Reproduce each of the following items verbatim, keeping every character, line break, and bracket unchanged.
-------- The records
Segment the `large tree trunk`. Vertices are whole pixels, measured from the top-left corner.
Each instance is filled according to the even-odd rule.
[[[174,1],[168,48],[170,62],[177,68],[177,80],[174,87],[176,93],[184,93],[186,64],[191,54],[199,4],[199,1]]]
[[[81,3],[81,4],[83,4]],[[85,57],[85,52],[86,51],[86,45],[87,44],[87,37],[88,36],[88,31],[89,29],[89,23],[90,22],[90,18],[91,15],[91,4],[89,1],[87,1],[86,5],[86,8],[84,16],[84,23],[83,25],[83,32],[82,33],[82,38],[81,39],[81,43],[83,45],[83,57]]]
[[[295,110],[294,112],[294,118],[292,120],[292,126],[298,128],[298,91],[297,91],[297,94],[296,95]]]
----------------
Final result:
Segment the `large tree trunk`. Vertices are whole pixels, measured from the top-left corner.
Each instance is filled according to the even-odd rule.
[[[174,1],[168,48],[170,62],[177,68],[177,80],[174,87],[176,93],[184,93],[186,64],[191,54],[199,4],[199,1]]]
[[[81,3],[81,4],[83,4]],[[85,57],[85,52],[86,51],[86,45],[87,44],[87,37],[88,36],[88,31],[89,29],[89,23],[90,22],[90,18],[91,15],[91,4],[89,1],[87,1],[86,5],[86,8],[84,16],[84,23],[83,25],[83,32],[82,33],[82,38],[81,39],[81,43],[83,45],[83,57]]]
[[[295,110],[294,112],[294,118],[292,120],[292,126],[298,128],[298,91],[297,91],[297,94],[296,95]]]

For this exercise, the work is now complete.